= Assignment =
Repeat the data in full. No line may differ from the original.
(Given records Opens)
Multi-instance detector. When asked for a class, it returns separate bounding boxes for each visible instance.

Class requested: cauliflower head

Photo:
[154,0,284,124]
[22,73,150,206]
(Given records Closes)
= Result of this exercise =
Multi-instance detector. When asked for a class, it returns separate bounding boxes for each visible instance.

Class requested: cauliflower head

Photo:
[154,0,284,124]
[22,73,150,206]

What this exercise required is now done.